> INSTRUCTIONS TO FOLLOW: Reproduce every line of the data below word for word, from first to last.

>> start DATA EXCERPTS

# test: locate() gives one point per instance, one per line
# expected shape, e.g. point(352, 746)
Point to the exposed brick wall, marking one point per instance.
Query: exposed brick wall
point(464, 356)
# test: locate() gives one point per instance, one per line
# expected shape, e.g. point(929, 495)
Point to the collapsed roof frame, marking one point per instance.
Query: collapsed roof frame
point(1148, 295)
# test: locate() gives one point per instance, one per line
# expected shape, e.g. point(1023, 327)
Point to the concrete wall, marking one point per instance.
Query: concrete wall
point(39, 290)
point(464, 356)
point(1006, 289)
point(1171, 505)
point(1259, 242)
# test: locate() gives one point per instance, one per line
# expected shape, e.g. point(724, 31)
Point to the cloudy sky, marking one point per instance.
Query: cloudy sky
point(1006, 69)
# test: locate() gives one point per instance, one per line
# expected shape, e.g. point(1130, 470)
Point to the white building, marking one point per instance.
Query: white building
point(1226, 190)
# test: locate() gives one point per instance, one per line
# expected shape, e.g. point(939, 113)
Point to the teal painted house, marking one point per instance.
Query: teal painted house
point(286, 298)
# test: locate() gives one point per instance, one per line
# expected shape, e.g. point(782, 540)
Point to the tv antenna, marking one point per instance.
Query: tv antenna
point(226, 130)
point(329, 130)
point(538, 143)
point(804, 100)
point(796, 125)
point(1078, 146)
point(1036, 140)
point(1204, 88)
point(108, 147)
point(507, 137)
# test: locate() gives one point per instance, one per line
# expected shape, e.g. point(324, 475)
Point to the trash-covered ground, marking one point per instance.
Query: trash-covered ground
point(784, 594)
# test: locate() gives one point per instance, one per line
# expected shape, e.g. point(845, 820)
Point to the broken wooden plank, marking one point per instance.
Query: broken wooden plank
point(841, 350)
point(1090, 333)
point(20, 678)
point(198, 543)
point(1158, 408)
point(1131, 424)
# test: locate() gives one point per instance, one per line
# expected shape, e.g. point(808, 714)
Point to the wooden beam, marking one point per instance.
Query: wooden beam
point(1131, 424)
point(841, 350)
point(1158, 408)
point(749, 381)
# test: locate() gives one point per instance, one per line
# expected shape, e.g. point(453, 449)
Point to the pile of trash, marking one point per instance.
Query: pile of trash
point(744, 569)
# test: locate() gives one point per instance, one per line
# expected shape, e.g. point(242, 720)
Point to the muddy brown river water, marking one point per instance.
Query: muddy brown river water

>> end DATA EXCERPTS

> TASK ANSWER:
# test: locate() gives one point per instance, one per line
# expected shape, e.g. point(352, 746)
Point to the exposed brick wall, marking one point per instance.
Query: exposed brick wall
point(464, 356)
# test: locate() gives one point per instance, one per line
# expected shape, e.g. point(929, 495)
Point to the collapsed roof frame, marking one point per instance.
Query: collapsed roof frame
point(1148, 295)
# test: locate() gives one point per instance, one per line
# expected shape, e.g. point(1023, 327)
Point to the concrete wall, marking one point per instance.
Query: concrete wall
point(39, 290)
point(464, 356)
point(1006, 289)
point(1171, 505)
point(1259, 242)
# test: locate() gives one point per instance, one per line
# expected shape, e.g. point(724, 31)
Point to the cloudy sky, marking one point per instance.
Query: cloudy sky
point(1006, 69)
# test: locate() gives one point per instance, one per line
# expected shape, e.g. point(1130, 470)
Point to the white building, marking one point per instance.
Query: white building
point(1226, 190)
# test: locate() gives one point per instance, one per line
# expected shape, e.g. point(939, 113)
Point to the teal painted house, marking one point per instance.
Query: teal painted house
point(286, 298)
# test: locate() gives one point per instance, one per line
# expected shape, e.g. point(782, 540)
Point to the tv antenna, marking one point per instance.
Query: tv antenna
point(226, 130)
point(329, 130)
point(538, 143)
point(804, 100)
point(796, 125)
point(1078, 146)
point(1036, 140)
point(1204, 88)
point(108, 147)
point(507, 137)
# test: locate() gives one point per instance, one per line
# expected shape, e.g. point(324, 475)
Point to the trash-covered ground, marking one point per instance.
Query: trash-covered ground
point(784, 594)
# test: locate() gives one point per instance, one per line
# expected shape, e.g. point(845, 820)
Point to the broken wooden plank, marking one point per instance.
Query: broken wooden plank
point(841, 350)
point(1090, 333)
point(20, 678)
point(198, 543)
point(1158, 408)
point(1131, 424)
# test: locate() gives one point per instance, one per line
# expected shape, e.g. point(808, 714)
Point to the wooden beam, marking one point per instance.
Query: wooden beam
point(1131, 424)
point(841, 350)
point(1158, 408)
point(749, 381)
# test: locate() gives one point per instance, one per line
# expected shape, e.g. point(453, 449)
Point to the pile of trash, marking one point per instance.
Query: pile of trash
point(744, 569)
# test: locate() gives one point per instance, one per line
# expected shape, e.g. point(242, 720)
Point to the muddy brown river water, marking one point per instance.
Query: muddy brown river water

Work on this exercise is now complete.